A guerra entre Donald Trump e a Fox News atingiu o ponto mais alto na terça-feira, quando o candidato perguntou aos seus seguidores no Twitter se devia ou não participar no debate de quinta-feira.
Em resposta, a estação emitiu um novo comunicado, desta vez cheio de ironia: "Soubemos de uma fonte secreta que o Ayatollah e Putin pensam tratar Donald Trump de forma injusta quando se reunirem com ele, se ele for eleito Presidente – uma fonte perversa diz-nos que Trump tem um plano secreto para substituir o seu gabinete pelos seguidores no Twitter, para decidir se irá a essas reuniões."
E foi no Twitter que Donald Trump reagiu, classificando o comunicado da Fox News como "uma tentativa patética de aumentar as audiências para o debate", e sentenciando: "Sem a minha presença, não teriam audiência nenhuma!"
Apesar desta guerra entre o candidato mais bem posicionado nas sondagens do Partido Republicano e o canal mais conotado com o mesmo partido, muitos acreditam que a verdadeira razão para a zanga de Trump tem outro nome: não se chama Megyn Kelly, mas sim Ted Cruz, o senador do Texas que é o candidato mais bem colocado para pôr em causa o protagonismo de Donald Trump.

════════════════════

**Enunciado 1**
No texto sobre a guerra entre Trump e a Fox News, quem muitos consideram a verdadeira razão da zanga de Trump, e porquê?
**Enunciado 2**
Copie do texto sobre a guerra entre Trump e a Fox News o trecho que começa em "Apesar desta guerra" e termina em "de Donald Trump.".
O material não é necessário para responder.

════════════════════

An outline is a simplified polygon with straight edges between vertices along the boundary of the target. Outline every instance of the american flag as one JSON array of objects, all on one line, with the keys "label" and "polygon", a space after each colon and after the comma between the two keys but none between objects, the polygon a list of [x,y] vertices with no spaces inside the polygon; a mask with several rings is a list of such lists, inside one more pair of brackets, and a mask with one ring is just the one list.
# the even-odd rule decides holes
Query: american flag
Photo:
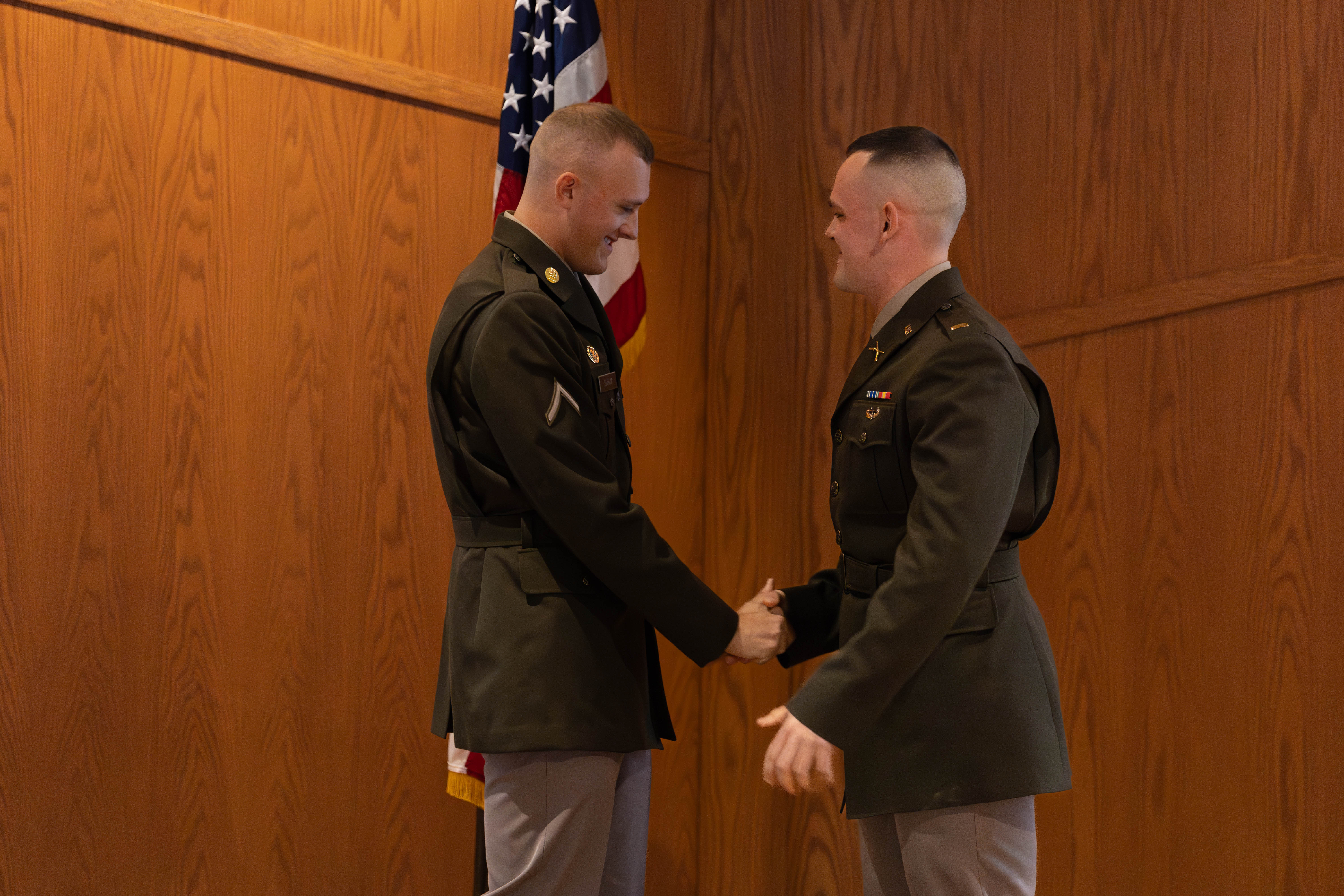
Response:
[{"label": "american flag", "polygon": [[[495,165],[495,215],[517,208],[538,126],[574,102],[612,102],[606,46],[593,0],[513,0],[508,79]],[[644,271],[637,240],[617,240],[605,274],[589,277],[625,367],[644,347]]]},{"label": "american flag", "polygon": [[[606,47],[593,0],[513,0],[508,79],[495,165],[495,216],[517,208],[528,148],[546,117],[574,102],[612,102]],[[606,273],[590,275],[612,320],[625,368],[644,348],[644,271],[637,240],[617,240]],[[448,793],[484,805],[485,763],[448,736]]]}]

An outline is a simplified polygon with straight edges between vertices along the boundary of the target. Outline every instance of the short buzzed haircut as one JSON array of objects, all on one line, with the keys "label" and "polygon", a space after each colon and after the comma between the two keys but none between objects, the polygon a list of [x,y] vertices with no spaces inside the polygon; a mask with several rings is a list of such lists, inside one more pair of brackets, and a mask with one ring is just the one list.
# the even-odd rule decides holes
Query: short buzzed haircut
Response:
[{"label": "short buzzed haircut", "polygon": [[849,144],[844,154],[852,156],[856,152],[871,152],[872,156],[868,159],[871,165],[890,165],[902,161],[948,161],[956,165],[957,171],[961,171],[957,153],[952,150],[948,141],[918,125],[883,128],[864,134]]},{"label": "short buzzed haircut", "polygon": [[883,128],[859,137],[845,156],[870,153],[868,168],[888,169],[906,184],[913,206],[948,242],[966,211],[966,179],[948,141],[918,125]]},{"label": "short buzzed haircut", "polygon": [[605,102],[577,102],[556,109],[542,126],[528,159],[528,180],[538,175],[552,180],[564,171],[586,168],[617,144],[630,146],[653,164],[653,141],[628,114]]}]

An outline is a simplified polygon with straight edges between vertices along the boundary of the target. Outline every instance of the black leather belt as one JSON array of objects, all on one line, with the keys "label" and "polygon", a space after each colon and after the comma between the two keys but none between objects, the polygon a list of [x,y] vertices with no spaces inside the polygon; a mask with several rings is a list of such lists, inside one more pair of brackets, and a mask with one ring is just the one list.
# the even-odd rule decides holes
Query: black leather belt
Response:
[{"label": "black leather belt", "polygon": [[[855,560],[847,553],[840,555],[840,583],[847,594],[860,598],[871,598],[872,594],[891,579],[890,566],[874,566],[863,560]],[[966,599],[966,606],[961,615],[948,630],[948,634],[965,634],[969,631],[988,631],[999,623],[999,609],[995,606],[993,592],[989,584],[993,582],[1007,582],[1021,575],[1021,563],[1017,557],[1017,545],[995,551],[989,557],[989,564],[980,574],[976,590]]]},{"label": "black leather belt", "polygon": [[453,536],[460,548],[503,548],[562,544],[555,532],[535,513],[500,516],[454,516]]}]

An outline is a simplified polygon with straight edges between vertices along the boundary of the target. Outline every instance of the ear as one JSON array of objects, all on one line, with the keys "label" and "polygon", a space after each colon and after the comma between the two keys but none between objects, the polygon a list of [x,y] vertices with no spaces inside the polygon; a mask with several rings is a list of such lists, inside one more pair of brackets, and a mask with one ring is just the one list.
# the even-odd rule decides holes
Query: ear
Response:
[{"label": "ear", "polygon": [[895,236],[896,228],[900,227],[900,212],[896,210],[896,204],[888,201],[879,208],[878,220],[882,224],[882,232],[878,234],[878,244],[880,246]]},{"label": "ear", "polygon": [[555,200],[562,208],[569,208],[574,204],[574,187],[579,183],[579,179],[570,172],[564,172],[555,179]]}]

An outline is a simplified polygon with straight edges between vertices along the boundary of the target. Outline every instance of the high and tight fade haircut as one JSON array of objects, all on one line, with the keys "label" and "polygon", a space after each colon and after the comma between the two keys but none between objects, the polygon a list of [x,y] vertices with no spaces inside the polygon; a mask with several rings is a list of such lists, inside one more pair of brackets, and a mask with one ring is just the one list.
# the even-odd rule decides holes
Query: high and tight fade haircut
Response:
[{"label": "high and tight fade haircut", "polygon": [[532,141],[528,180],[536,173],[551,180],[575,164],[595,161],[617,144],[630,146],[649,165],[653,141],[644,129],[616,106],[605,102],[577,102],[556,109],[536,129]]},{"label": "high and tight fade haircut", "polygon": [[860,152],[870,153],[864,168],[895,175],[903,184],[900,201],[923,218],[925,232],[950,243],[966,211],[966,179],[948,141],[927,128],[902,125],[859,137],[845,156]]},{"label": "high and tight fade haircut", "polygon": [[870,165],[890,165],[902,161],[946,161],[961,171],[961,161],[957,160],[957,153],[952,150],[948,141],[918,125],[898,125],[864,134],[849,144],[844,154],[848,157],[856,152],[872,153],[868,157]]}]

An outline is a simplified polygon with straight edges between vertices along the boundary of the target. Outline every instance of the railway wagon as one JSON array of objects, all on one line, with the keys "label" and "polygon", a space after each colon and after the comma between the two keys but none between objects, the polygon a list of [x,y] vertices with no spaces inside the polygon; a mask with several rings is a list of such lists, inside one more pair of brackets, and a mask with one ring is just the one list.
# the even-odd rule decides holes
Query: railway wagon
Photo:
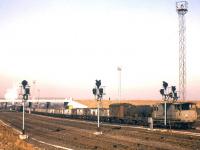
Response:
[{"label": "railway wagon", "polygon": [[[162,126],[164,122],[165,105],[160,103],[153,106],[152,118],[154,123]],[[166,103],[167,126],[176,128],[191,128],[197,120],[196,104],[192,102]]]},{"label": "railway wagon", "polygon": [[127,123],[135,125],[148,125],[153,108],[148,105],[135,106],[129,103],[111,104],[110,122]]}]

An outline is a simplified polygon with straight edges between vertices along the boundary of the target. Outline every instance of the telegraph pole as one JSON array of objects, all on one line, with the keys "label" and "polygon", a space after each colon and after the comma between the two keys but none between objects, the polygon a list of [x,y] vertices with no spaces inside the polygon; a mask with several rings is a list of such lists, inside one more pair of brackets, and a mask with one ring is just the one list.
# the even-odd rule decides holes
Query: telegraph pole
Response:
[{"label": "telegraph pole", "polygon": [[185,14],[188,12],[188,2],[176,2],[179,17],[179,92],[180,99],[186,100],[186,44],[185,44]]}]

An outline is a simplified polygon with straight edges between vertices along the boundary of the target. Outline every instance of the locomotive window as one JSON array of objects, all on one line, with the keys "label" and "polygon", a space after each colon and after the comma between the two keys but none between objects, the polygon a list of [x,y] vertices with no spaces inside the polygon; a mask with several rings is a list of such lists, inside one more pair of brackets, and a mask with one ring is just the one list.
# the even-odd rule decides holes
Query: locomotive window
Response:
[{"label": "locomotive window", "polygon": [[175,109],[176,110],[181,110],[181,106],[180,105],[175,105]]},{"label": "locomotive window", "polygon": [[182,110],[189,110],[190,107],[190,104],[182,104]]}]

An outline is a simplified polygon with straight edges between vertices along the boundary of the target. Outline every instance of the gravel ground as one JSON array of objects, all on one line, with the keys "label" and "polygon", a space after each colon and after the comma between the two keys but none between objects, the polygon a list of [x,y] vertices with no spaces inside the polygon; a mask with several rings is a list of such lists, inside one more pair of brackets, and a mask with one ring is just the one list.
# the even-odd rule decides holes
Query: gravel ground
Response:
[{"label": "gravel ground", "polygon": [[[0,119],[20,129],[22,113],[1,112]],[[27,142],[42,149],[58,149],[39,143],[43,141],[75,150],[117,149],[117,150],[198,150],[200,137],[172,132],[149,131],[123,126],[101,125],[102,135],[95,135],[96,124],[79,120],[45,117],[25,114],[25,128],[29,135]]]}]

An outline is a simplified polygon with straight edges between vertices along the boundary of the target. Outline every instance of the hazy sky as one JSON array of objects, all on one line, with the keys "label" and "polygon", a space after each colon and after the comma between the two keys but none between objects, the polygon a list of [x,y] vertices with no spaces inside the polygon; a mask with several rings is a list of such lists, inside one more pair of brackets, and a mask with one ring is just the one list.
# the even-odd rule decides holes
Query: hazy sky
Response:
[{"label": "hazy sky", "polygon": [[[178,86],[175,0],[1,0],[0,97],[23,79],[40,96],[160,99],[162,81]],[[186,14],[187,97],[200,99],[200,1]],[[33,86],[32,86],[33,89]],[[37,92],[35,92],[37,95]]]}]

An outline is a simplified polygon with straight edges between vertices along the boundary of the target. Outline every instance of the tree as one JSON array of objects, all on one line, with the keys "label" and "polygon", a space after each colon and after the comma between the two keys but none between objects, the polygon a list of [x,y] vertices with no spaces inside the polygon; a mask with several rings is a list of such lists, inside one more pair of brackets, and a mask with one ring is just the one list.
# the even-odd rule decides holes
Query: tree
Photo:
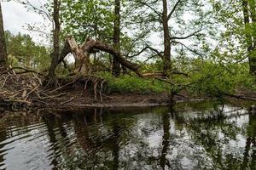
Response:
[{"label": "tree", "polygon": [[5,39],[9,65],[38,71],[48,69],[49,49],[36,44],[29,35],[14,35],[6,31]]},{"label": "tree", "polygon": [[[169,4],[166,0],[132,1],[133,8],[129,8],[134,14],[129,24],[138,25],[140,30],[148,35],[159,32],[161,34],[164,44],[163,51],[159,51],[152,47],[150,47],[150,50],[161,58],[162,69],[166,74],[170,73],[172,70],[171,52],[175,51],[175,46],[181,46],[182,48],[187,48],[188,51],[198,55],[196,50],[191,49],[184,44],[183,40],[202,38],[203,34],[201,33],[202,26],[207,26],[205,21],[207,20],[203,20],[207,18],[207,14],[201,8],[203,3],[200,0],[177,0],[175,3],[171,2]],[[185,19],[186,13],[193,14],[191,20]],[[186,32],[190,33],[186,34]],[[147,44],[143,50],[148,48]],[[175,48],[177,49],[177,48]]]},{"label": "tree", "polygon": [[3,21],[2,14],[2,6],[0,2],[0,68],[6,67],[7,51],[3,30]]},{"label": "tree", "polygon": [[48,71],[47,79],[49,82],[55,82],[55,69],[59,62],[62,62],[63,60],[60,60],[60,9],[61,9],[61,0],[54,0],[53,2],[53,20],[54,20],[54,53],[52,56],[51,65]]},{"label": "tree", "polygon": [[254,27],[256,26],[255,1],[242,0],[241,3],[246,30],[245,37],[247,45],[250,73],[256,76],[256,33],[254,32]]},{"label": "tree", "polygon": [[[113,24],[113,47],[117,50],[120,50],[120,0],[114,0],[114,24]],[[120,64],[116,58],[113,59],[112,74],[115,76],[120,75]]]}]

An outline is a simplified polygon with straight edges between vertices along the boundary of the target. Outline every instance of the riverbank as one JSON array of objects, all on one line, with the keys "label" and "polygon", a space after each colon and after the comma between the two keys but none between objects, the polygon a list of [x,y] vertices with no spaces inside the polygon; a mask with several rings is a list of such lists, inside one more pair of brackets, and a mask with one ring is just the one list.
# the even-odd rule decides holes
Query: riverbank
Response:
[{"label": "riverbank", "polygon": [[[119,84],[120,87],[131,85],[132,89],[140,89],[139,92],[122,92],[120,88],[119,93],[113,93],[109,92],[109,84],[106,83],[105,79],[93,76],[59,78],[56,81],[57,86],[54,88],[46,88],[45,85],[43,85],[44,76],[36,73],[18,74],[9,71],[1,76],[0,112],[1,110],[23,110],[37,108],[125,108],[171,105],[168,87],[166,87],[166,88],[160,85],[153,87],[151,82],[147,82],[147,79],[142,79],[141,81],[144,81],[143,82],[134,78],[128,79]],[[147,85],[151,86],[151,88]],[[112,86],[112,88],[113,87]],[[160,87],[160,90],[159,90]],[[124,89],[127,90],[125,88]],[[148,93],[143,89],[153,90]],[[159,92],[156,92],[158,91]],[[240,94],[239,96],[241,98],[254,99],[256,96],[254,92],[246,89],[240,89],[236,94]],[[173,99],[176,103],[179,103],[212,99],[198,94],[191,95],[191,94],[183,91],[175,95]]]}]

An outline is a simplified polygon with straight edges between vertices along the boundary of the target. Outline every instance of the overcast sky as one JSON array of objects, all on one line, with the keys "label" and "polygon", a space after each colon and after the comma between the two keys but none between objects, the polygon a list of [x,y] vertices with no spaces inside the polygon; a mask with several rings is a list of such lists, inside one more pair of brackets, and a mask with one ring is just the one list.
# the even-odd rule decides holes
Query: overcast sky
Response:
[{"label": "overcast sky", "polygon": [[[38,0],[31,0],[30,2],[35,5],[38,5]],[[45,23],[42,16],[36,13],[27,11],[22,4],[13,1],[2,3],[2,10],[5,30],[9,30],[14,34],[17,34],[18,32],[30,34],[34,41],[39,43],[46,43],[45,38],[40,38],[38,33],[29,31],[26,29],[26,24],[37,23],[37,25],[39,26],[44,22]],[[49,28],[43,29],[48,32],[49,31]]]}]

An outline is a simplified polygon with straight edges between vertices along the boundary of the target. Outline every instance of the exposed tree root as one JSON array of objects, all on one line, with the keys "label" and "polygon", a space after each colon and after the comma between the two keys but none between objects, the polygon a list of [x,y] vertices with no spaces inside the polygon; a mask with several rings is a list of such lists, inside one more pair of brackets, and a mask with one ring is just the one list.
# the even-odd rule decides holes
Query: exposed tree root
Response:
[{"label": "exposed tree root", "polygon": [[103,101],[105,80],[101,77],[79,75],[59,78],[56,80],[57,88],[46,88],[42,83],[44,78],[33,71],[29,74],[16,74],[14,69],[4,71],[0,76],[0,107],[20,110],[53,104],[65,105],[75,99],[67,96],[67,94],[77,86],[83,87],[78,89],[81,90],[81,94],[93,95],[96,101]]}]

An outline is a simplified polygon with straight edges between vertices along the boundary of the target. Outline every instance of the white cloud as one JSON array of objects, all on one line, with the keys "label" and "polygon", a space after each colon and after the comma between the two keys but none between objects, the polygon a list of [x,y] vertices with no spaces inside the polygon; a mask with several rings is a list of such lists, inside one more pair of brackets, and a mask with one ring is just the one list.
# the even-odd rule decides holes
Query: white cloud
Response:
[{"label": "white cloud", "polygon": [[[38,0],[30,1],[32,4],[38,6]],[[21,32],[23,34],[29,34],[35,42],[40,43],[49,43],[49,40],[45,37],[40,37],[38,33],[27,31],[23,26],[26,24],[34,24],[43,26],[43,23],[46,20],[34,12],[27,11],[24,5],[15,2],[2,3],[3,26],[5,30],[10,31],[14,34]],[[44,31],[49,32],[49,28],[43,28]]]}]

════════════════════

**Resposta 1**
Muitos acreditam que a verdadeira razão é Ted Cruz, e não Megyn Kelly. Ted Cruz é o senador do Texas e o candidato mais bem colocado para pôr em causa o protagonismo de Donald Trump.

**Resposta 2**
Apesar desta guerra entre o candidato mais bem posicionado nas sondagens do Partido Republicano e o canal mais conotado com o mesmo partido, muitos acreditam que a verdadeira razão para a zanga de Trump tem outro nome: não se chama Megyn Kelly, mas sim Ted Cruz, o senador do Texas que é o candidato mais bem colocado para pôr em causa o protagonismo de Donald Trump.